WHAT YOU SHOULD DO: Please rewrite the entries below, starting with the line containing "Can you see the sofa" and going on through the end of the entries, keeping every line and raising each pixel coordinate in the answers by 53.

------------------------------------------------------------

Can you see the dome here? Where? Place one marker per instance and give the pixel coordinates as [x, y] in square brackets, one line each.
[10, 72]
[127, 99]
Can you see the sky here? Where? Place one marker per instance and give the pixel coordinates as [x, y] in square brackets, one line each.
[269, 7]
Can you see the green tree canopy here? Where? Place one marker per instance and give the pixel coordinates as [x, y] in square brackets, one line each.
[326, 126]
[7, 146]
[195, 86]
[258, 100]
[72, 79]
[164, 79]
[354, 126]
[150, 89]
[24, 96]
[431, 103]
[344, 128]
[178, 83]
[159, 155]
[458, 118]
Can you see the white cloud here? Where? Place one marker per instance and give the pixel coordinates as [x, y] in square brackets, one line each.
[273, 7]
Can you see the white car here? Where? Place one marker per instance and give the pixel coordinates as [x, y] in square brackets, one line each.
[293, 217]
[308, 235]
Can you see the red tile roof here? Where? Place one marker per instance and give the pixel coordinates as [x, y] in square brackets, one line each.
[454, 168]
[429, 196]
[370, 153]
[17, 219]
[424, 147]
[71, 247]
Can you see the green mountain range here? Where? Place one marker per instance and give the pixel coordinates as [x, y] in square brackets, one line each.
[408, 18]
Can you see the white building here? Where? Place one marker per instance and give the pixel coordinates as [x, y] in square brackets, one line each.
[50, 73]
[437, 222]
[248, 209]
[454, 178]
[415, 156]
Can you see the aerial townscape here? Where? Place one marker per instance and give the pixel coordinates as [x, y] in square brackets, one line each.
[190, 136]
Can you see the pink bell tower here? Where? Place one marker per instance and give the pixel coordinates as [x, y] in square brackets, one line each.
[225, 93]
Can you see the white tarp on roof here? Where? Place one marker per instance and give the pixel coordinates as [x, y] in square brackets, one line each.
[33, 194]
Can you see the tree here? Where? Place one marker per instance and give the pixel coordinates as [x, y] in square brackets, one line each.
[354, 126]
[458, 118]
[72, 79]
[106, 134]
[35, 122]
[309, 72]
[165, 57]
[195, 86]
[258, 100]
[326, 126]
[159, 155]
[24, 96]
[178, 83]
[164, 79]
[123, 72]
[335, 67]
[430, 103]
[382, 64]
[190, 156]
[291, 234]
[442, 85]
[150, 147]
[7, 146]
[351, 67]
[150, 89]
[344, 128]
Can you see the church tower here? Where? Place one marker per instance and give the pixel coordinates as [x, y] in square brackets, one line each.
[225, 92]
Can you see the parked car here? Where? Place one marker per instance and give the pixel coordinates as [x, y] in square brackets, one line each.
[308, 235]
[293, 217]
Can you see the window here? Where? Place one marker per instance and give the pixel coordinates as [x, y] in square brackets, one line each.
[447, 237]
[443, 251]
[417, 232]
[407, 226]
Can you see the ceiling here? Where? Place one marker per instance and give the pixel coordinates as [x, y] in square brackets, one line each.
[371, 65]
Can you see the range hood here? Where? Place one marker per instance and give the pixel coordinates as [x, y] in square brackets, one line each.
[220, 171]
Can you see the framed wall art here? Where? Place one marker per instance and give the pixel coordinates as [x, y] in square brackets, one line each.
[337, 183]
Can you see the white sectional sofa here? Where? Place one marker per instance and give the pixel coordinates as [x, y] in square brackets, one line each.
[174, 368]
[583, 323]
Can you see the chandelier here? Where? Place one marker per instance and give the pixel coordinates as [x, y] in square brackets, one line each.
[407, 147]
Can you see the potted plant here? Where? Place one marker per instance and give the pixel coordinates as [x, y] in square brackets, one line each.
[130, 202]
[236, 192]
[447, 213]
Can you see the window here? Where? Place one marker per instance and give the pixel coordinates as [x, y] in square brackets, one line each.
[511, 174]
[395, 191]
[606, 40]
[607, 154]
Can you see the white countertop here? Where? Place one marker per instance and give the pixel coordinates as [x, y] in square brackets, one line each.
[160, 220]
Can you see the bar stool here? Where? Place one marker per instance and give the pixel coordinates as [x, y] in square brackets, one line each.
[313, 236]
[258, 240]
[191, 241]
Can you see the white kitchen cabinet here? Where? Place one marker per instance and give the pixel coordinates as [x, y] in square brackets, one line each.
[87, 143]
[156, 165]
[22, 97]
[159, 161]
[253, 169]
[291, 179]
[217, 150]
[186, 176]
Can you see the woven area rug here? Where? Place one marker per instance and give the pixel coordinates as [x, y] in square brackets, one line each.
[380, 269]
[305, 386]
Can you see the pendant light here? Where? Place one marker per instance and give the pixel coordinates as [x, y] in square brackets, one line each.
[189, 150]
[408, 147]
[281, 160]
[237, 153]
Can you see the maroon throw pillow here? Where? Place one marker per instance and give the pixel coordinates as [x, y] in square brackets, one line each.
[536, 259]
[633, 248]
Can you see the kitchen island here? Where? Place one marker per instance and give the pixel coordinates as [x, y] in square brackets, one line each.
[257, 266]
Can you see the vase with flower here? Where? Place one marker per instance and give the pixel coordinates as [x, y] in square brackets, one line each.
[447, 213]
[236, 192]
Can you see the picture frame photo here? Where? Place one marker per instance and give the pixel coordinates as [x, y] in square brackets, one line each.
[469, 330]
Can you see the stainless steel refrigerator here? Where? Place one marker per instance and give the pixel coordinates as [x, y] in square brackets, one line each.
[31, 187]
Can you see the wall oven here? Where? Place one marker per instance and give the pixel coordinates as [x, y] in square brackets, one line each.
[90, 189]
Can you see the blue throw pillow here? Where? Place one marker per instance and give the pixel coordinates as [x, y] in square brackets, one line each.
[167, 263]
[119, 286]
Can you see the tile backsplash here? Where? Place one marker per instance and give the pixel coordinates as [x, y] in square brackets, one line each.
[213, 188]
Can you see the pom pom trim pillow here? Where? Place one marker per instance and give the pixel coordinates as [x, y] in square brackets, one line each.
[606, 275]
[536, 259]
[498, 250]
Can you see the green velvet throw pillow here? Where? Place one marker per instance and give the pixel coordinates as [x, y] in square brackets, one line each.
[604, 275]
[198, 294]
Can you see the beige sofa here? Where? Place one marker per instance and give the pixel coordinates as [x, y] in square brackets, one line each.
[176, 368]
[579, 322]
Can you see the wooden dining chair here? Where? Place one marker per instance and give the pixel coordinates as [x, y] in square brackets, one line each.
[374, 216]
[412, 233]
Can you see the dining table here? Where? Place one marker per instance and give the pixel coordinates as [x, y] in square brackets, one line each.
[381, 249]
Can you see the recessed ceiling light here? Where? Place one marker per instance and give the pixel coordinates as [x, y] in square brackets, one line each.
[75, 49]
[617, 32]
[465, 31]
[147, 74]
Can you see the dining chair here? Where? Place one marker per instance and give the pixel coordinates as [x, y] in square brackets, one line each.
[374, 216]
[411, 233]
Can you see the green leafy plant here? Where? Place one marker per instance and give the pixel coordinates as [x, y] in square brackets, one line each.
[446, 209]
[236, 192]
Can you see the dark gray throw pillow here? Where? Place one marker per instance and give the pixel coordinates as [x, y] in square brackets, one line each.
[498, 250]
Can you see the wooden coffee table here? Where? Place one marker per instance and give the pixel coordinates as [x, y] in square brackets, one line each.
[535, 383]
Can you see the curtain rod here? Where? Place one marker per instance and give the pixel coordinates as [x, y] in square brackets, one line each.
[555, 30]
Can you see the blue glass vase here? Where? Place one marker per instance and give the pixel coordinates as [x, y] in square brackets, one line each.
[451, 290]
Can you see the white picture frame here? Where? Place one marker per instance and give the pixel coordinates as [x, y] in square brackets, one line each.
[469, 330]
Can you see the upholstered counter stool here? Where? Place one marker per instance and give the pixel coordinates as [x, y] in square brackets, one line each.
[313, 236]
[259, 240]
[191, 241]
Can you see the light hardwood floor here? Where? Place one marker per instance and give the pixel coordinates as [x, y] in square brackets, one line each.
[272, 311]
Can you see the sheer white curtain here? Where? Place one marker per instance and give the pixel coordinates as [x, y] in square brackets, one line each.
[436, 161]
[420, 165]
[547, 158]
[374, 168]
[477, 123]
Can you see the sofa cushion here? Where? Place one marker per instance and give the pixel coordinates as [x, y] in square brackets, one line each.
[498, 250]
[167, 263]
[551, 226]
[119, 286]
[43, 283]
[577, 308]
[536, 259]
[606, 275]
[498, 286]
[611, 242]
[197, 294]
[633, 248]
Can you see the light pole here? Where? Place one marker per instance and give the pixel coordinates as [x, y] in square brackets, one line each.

------------------------------------------------------------

SOLUTION FOR THIS PROBLEM:
Can you see the sofa cushion here? Where? Place one marker per instance and give the pixel coordinates as [x, y] in square brackets, one line each.
[551, 303]
[220, 316]
[604, 279]
[172, 339]
[96, 336]
[630, 361]
[589, 312]
[659, 328]
[551, 339]
[664, 295]
[250, 347]
[686, 301]
Can you see the light pole here? Where? Place one marker per instance and give the pixel coordinates as [x, y] in square brackets, one line each.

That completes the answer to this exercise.